───── DATA LINES ─────

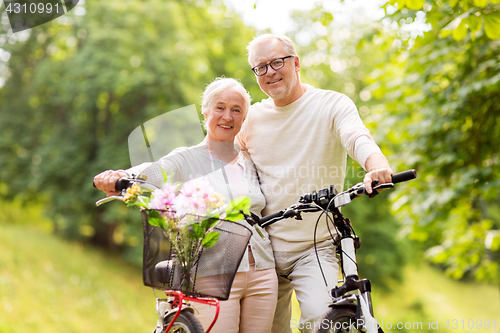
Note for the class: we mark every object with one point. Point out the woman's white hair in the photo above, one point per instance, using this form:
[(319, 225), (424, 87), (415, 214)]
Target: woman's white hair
[(220, 84), (264, 38)]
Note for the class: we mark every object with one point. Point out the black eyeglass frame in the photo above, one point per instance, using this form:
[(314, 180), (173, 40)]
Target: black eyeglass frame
[(254, 69)]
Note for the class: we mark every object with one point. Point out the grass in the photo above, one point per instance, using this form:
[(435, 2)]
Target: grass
[(49, 285)]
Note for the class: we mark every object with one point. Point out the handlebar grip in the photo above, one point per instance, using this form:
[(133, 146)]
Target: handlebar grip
[(404, 176), (122, 184)]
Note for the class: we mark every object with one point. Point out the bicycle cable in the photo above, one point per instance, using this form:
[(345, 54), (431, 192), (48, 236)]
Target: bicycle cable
[(337, 230), (324, 211)]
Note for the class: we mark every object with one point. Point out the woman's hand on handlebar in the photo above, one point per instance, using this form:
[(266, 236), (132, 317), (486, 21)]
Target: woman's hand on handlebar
[(106, 181)]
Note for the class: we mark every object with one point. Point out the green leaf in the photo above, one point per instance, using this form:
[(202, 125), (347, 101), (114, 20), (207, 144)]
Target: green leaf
[(210, 239), (197, 231), (492, 25), (415, 4), (208, 223), (326, 18), (155, 219), (475, 23), (460, 32)]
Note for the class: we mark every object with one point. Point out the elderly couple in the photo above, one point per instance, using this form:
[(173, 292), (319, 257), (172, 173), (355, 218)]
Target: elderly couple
[(298, 128)]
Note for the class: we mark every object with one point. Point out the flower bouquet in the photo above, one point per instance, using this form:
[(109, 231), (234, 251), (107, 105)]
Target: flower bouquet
[(188, 214)]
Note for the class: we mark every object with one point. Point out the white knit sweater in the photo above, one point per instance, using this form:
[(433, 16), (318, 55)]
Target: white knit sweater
[(299, 148)]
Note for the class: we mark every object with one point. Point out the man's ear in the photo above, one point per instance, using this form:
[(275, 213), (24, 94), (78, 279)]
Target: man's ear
[(297, 63)]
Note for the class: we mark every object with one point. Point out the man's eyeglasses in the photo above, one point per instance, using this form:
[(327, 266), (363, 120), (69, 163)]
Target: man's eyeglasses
[(275, 64)]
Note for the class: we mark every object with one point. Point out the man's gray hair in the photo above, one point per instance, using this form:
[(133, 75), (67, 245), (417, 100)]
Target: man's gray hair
[(220, 84), (264, 38)]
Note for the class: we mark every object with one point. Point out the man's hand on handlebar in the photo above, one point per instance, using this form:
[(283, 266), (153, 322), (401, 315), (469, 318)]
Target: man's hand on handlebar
[(106, 181), (382, 176)]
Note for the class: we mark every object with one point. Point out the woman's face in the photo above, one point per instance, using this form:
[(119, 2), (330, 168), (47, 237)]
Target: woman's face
[(225, 115)]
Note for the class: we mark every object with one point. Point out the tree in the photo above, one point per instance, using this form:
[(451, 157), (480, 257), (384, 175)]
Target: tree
[(439, 95)]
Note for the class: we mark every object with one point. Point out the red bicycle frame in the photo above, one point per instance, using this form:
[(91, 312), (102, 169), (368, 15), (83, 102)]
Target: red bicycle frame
[(178, 301)]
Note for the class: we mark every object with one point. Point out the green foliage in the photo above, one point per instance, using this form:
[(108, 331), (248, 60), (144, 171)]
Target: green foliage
[(77, 86), (439, 98)]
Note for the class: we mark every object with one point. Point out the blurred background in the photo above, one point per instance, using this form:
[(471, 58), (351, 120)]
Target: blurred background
[(425, 75)]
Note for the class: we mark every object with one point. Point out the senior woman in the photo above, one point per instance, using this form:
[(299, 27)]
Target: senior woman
[(252, 301)]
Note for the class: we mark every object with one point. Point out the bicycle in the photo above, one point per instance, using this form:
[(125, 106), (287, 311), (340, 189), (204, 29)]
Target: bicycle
[(160, 271), (351, 308)]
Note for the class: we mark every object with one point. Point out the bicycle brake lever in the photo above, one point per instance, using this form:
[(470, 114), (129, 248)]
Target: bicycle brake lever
[(379, 188), (254, 221), (108, 199)]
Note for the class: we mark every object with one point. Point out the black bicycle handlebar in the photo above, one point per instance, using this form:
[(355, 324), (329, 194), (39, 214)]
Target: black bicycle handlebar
[(404, 176), (323, 197)]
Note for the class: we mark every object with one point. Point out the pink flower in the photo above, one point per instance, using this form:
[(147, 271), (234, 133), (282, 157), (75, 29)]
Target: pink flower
[(163, 199)]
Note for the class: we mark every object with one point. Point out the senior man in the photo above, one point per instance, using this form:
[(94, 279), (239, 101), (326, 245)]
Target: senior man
[(299, 139)]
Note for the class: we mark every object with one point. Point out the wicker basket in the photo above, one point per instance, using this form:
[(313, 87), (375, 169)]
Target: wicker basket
[(213, 273)]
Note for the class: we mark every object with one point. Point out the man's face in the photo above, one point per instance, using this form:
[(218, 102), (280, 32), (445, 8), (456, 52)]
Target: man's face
[(277, 84)]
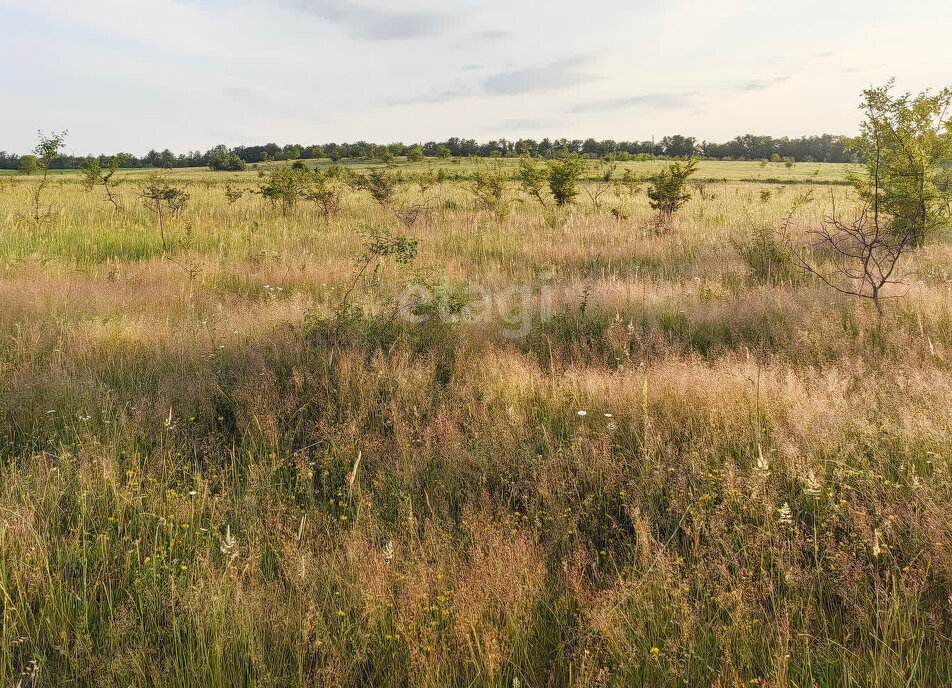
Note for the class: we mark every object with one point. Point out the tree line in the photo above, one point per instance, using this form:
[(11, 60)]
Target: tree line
[(822, 148)]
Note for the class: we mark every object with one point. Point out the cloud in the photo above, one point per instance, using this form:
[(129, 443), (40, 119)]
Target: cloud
[(445, 96), (657, 101), (371, 23), (521, 125), (554, 76), (762, 84), (865, 68)]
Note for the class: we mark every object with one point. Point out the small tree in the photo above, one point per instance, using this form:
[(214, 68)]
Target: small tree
[(46, 151), (285, 185), (490, 188), (323, 190), (533, 178), (667, 190), (564, 174), (163, 198), (906, 142), (94, 175), (603, 184), (222, 160), (28, 165)]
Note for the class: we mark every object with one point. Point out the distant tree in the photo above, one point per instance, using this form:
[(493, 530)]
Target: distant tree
[(323, 189), (564, 175), (222, 160), (285, 185), (166, 160), (907, 144), (667, 190), (490, 188), (28, 165), (47, 149), (162, 197), (533, 178), (94, 175)]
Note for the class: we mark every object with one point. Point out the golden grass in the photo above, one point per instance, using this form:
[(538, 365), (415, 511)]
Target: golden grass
[(491, 533)]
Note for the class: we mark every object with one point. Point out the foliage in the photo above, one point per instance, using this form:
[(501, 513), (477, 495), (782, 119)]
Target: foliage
[(222, 160), (94, 175), (533, 178), (667, 190), (564, 174), (906, 142), (47, 149), (163, 198), (489, 187), (285, 185)]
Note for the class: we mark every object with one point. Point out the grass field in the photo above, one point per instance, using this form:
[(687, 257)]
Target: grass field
[(683, 470)]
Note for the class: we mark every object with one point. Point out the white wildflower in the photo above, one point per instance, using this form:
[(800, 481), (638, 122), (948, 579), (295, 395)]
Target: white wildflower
[(229, 545), (785, 514), (813, 486)]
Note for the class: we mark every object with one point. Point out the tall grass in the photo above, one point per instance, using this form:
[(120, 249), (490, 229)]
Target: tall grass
[(688, 476)]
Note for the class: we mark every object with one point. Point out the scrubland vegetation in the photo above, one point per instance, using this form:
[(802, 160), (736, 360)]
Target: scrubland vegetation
[(229, 459)]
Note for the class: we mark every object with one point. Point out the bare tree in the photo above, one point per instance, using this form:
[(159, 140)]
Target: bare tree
[(864, 255), (905, 142)]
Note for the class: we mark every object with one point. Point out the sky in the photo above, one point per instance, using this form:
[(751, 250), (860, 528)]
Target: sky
[(132, 75)]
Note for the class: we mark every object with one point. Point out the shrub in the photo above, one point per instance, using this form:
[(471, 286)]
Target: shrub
[(667, 189), (564, 175)]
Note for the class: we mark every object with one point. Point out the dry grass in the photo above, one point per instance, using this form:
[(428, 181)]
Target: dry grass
[(757, 492)]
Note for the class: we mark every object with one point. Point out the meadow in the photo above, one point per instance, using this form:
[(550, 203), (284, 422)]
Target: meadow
[(699, 467)]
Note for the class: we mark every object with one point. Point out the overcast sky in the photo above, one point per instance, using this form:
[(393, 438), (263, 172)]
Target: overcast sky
[(188, 74)]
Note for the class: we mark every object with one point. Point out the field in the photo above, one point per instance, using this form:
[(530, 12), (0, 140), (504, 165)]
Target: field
[(655, 459)]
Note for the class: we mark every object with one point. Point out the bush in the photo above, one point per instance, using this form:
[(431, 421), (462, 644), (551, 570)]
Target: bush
[(223, 161), (564, 174), (667, 189), (29, 164)]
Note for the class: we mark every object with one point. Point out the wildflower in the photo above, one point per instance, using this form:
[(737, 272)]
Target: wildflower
[(785, 514)]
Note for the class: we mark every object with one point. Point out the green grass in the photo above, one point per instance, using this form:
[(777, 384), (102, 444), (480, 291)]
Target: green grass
[(695, 472)]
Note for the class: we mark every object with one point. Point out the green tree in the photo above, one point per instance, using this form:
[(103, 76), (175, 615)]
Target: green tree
[(490, 188), (94, 175), (533, 178), (906, 143), (564, 175), (47, 149), (667, 190), (28, 165), (285, 185), (161, 197)]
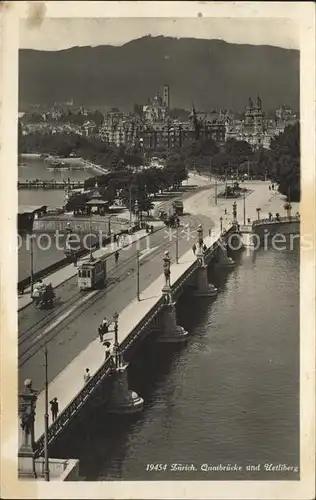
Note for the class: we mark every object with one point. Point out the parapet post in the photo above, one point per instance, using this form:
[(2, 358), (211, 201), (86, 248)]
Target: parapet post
[(123, 400), (117, 360), (171, 331), (204, 289), (27, 407), (235, 222), (167, 293), (200, 251)]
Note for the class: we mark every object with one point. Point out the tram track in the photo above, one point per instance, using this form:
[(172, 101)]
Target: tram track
[(24, 356), (42, 322), (36, 332)]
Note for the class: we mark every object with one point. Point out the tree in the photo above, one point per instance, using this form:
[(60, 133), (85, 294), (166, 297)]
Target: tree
[(285, 162)]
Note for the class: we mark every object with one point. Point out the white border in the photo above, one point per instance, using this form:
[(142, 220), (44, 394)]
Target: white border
[(304, 15)]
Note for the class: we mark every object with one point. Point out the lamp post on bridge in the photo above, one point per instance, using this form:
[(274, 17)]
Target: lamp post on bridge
[(177, 244), (200, 252), (116, 343), (136, 209), (46, 467), (167, 273), (235, 222), (27, 407)]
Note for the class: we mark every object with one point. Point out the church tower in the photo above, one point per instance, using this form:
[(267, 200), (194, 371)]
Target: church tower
[(166, 96), (258, 115)]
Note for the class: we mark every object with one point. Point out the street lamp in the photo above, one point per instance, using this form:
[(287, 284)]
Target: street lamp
[(136, 209), (234, 212), (27, 406), (177, 244), (137, 275), (116, 343), (46, 467), (32, 266), (244, 207), (166, 268), (200, 237)]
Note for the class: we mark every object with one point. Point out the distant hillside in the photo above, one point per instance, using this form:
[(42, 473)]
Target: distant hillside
[(212, 73)]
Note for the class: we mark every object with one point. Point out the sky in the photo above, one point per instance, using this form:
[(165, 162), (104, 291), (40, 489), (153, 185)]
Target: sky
[(58, 34)]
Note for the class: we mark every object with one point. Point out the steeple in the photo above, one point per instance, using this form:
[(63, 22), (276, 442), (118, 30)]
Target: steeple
[(259, 103)]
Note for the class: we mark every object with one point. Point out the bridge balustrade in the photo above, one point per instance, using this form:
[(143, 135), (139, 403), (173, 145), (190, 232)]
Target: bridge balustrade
[(78, 401), (261, 222)]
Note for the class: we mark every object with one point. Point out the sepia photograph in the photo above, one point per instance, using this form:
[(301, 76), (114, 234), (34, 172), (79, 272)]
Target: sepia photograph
[(159, 167)]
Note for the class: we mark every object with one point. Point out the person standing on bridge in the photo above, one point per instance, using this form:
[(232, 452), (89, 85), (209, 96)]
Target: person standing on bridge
[(54, 408), (87, 376)]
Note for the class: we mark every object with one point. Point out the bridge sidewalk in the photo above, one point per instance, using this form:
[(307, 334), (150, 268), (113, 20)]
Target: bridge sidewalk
[(70, 381), (69, 271)]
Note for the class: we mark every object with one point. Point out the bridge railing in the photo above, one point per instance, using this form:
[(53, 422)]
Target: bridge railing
[(81, 398), (274, 220), (71, 409)]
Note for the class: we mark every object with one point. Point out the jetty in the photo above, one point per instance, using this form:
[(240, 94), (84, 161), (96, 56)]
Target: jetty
[(52, 184)]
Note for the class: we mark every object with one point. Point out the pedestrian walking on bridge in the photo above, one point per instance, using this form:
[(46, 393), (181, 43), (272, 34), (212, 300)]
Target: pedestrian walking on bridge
[(54, 408), (87, 376)]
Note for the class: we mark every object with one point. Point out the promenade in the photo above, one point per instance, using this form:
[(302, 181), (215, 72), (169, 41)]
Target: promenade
[(70, 381), (59, 277)]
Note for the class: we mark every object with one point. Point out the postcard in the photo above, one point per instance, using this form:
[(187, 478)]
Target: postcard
[(158, 250)]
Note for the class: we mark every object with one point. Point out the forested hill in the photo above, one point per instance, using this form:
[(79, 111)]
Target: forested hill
[(210, 73)]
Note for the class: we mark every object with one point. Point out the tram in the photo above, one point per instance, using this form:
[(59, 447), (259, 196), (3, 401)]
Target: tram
[(91, 274)]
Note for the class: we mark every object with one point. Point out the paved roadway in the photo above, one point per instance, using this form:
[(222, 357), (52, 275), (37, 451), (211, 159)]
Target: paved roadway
[(69, 332), (68, 329)]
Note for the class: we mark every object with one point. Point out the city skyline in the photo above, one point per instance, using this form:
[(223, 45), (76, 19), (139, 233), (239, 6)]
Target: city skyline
[(119, 31)]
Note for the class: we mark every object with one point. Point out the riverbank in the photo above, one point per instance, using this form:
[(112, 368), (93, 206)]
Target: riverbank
[(71, 162)]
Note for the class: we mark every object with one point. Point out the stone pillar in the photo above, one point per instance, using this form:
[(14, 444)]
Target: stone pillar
[(224, 260), (27, 406), (124, 401), (171, 331), (235, 222), (204, 289)]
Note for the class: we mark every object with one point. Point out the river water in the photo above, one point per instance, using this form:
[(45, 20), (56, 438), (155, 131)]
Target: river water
[(229, 396), (37, 168)]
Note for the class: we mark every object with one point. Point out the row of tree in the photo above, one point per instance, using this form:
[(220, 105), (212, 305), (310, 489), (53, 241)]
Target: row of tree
[(281, 163), (140, 186)]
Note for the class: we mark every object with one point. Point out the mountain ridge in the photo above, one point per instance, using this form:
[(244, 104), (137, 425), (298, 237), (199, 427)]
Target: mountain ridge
[(212, 73)]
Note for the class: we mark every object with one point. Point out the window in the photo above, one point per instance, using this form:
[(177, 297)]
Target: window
[(84, 273)]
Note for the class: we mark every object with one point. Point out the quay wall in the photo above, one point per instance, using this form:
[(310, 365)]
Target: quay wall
[(275, 227), (79, 226), (60, 469)]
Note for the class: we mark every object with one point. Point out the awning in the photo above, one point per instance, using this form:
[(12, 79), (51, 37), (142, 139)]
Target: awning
[(31, 209), (94, 202)]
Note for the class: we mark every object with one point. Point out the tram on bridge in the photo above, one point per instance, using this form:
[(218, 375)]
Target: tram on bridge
[(91, 274)]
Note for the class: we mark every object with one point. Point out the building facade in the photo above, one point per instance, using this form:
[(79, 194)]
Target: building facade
[(254, 128)]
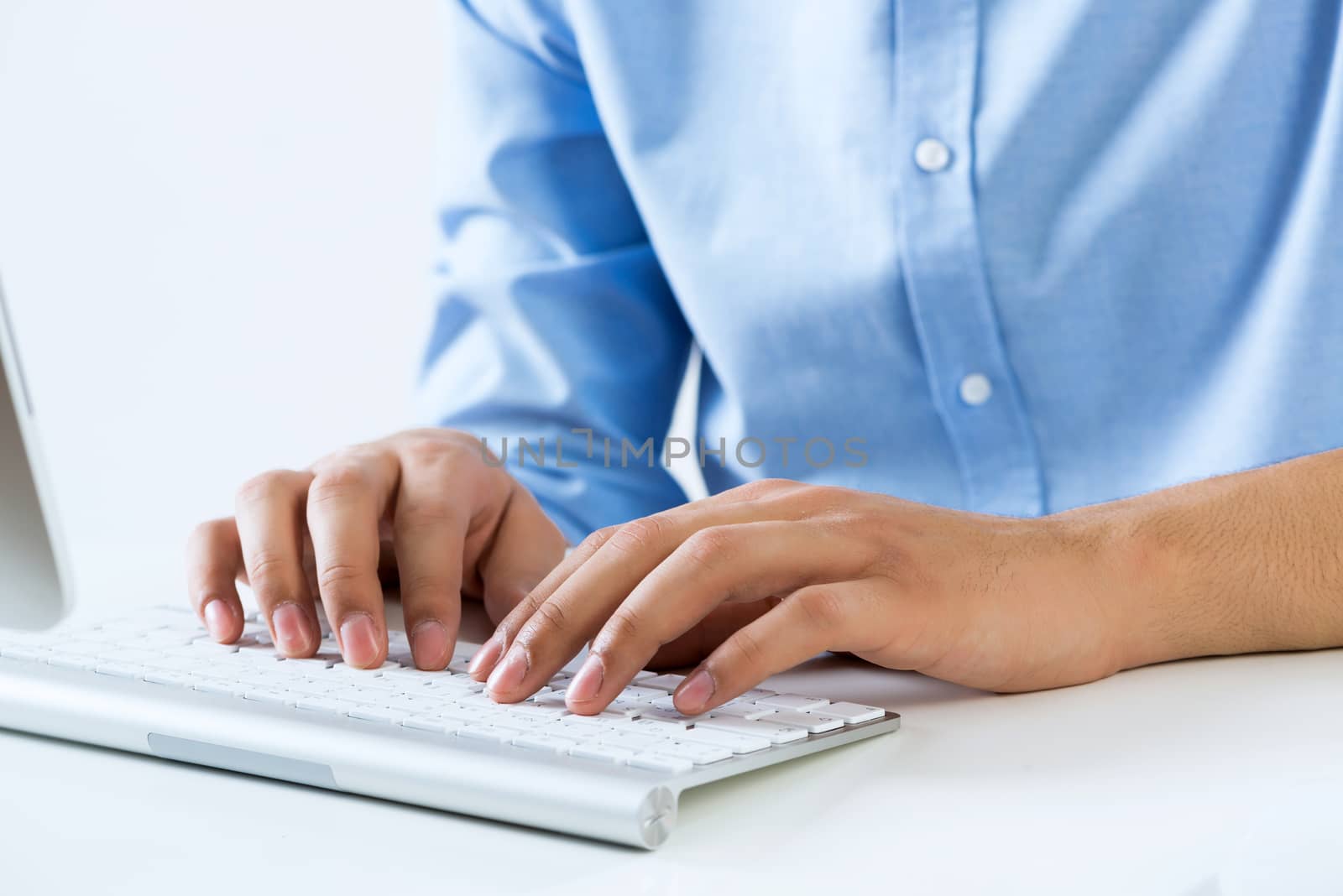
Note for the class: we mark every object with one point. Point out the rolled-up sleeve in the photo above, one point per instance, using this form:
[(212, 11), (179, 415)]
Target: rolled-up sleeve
[(552, 314)]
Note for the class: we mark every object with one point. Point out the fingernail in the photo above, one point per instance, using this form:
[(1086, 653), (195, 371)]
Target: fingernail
[(487, 656), (359, 640), (219, 620), (429, 644), (695, 694), (289, 627), (510, 674), (588, 681)]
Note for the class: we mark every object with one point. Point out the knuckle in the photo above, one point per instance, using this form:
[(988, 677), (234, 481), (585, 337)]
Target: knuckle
[(262, 487), (762, 488), (269, 576), (821, 607), (749, 647), (207, 533), (421, 448), (337, 481), (336, 578), (638, 534), (422, 515), (624, 627), (426, 585), (552, 616), (597, 539), (709, 548)]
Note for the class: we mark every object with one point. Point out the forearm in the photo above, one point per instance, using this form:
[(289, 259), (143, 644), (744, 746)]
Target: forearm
[(1237, 564)]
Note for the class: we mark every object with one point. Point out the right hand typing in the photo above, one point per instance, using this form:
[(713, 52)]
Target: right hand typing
[(422, 508)]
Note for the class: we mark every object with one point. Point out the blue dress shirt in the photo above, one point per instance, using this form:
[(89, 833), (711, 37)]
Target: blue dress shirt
[(1017, 255)]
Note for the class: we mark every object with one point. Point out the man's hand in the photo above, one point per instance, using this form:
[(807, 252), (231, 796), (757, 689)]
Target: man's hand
[(986, 602), (423, 504)]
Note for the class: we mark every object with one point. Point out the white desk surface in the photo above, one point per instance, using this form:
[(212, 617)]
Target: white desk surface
[(1205, 779)]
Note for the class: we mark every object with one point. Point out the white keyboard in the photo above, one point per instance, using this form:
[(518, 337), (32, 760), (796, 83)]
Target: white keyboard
[(165, 651)]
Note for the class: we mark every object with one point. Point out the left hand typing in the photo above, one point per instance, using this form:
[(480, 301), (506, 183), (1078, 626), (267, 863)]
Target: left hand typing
[(762, 577)]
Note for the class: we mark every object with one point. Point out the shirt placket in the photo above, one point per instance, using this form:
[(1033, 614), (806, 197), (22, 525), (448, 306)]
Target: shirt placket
[(971, 380)]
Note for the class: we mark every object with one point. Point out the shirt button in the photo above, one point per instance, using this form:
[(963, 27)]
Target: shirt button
[(975, 389), (933, 156)]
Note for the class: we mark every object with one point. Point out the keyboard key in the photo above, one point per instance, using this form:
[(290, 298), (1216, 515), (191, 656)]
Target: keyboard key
[(355, 672), (661, 762), (544, 742), (24, 652), (379, 714), (536, 710), (468, 715), (431, 723), (792, 701), (854, 712), (121, 669), (490, 732), (629, 739), (128, 656), (669, 716), (210, 645), (602, 753), (729, 741), (327, 705), (275, 698), (776, 734), (700, 754), (666, 683), (813, 721), (743, 710), (176, 679), (221, 685), (73, 662), (309, 663), (662, 727)]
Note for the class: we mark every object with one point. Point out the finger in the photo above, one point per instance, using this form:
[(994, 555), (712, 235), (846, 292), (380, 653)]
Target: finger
[(810, 620), (346, 503), (762, 499), (430, 528), (543, 633), (557, 628), (270, 529), (745, 564), (528, 548), (214, 560), (708, 633)]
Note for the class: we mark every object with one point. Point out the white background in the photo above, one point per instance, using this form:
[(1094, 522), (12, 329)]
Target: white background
[(217, 237), (217, 232)]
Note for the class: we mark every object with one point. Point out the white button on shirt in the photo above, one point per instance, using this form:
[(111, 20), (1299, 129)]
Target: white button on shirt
[(975, 389), (933, 154)]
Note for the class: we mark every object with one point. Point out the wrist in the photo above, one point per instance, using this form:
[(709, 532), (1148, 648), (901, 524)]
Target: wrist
[(1126, 562)]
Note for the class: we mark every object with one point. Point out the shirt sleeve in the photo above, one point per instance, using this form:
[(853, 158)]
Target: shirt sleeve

─────

Can you rewrite everything from the line containing "man's hand in" down to the line containing "[(971, 380)]", swapping "white keyboard" for "silver keyboard" and leaving all else untouched? Give back only those lines.

* _OUTPUT_
Note for the class: we mark every object with one point. Point out the man's hand in the photo above, one point per instance, using this form:
[(807, 252), (231, 796), (757, 689)]
Target: man's hand
[(986, 602), (423, 504)]
Note for the class: we mark every object with one point. Point out the white desk surface in the photo above, one point per instance, using this form:
[(212, 617)]
Target: white desk surface
[(1205, 779)]
Note for the class: we mark every object with one point. Point out the silver keyboard in the photo above, one point per instance, using this form:
[(518, 337), (32, 760), (796, 83)]
Target: silver keyboard
[(165, 651)]
Note for the class: we mark every object with one point. Point out the left hand typing in the photo above, one point per instance, using this form:
[(480, 301), (506, 183), (1078, 626), (267, 863)]
Target: left hand typing
[(762, 577)]
Note for the class: we mark every object with one point. Point out the shirt placket in the photo above, one point per instance, using this form:
[(1033, 614), (806, 197), (22, 525), (448, 306)]
Target: shirt placket
[(971, 380)]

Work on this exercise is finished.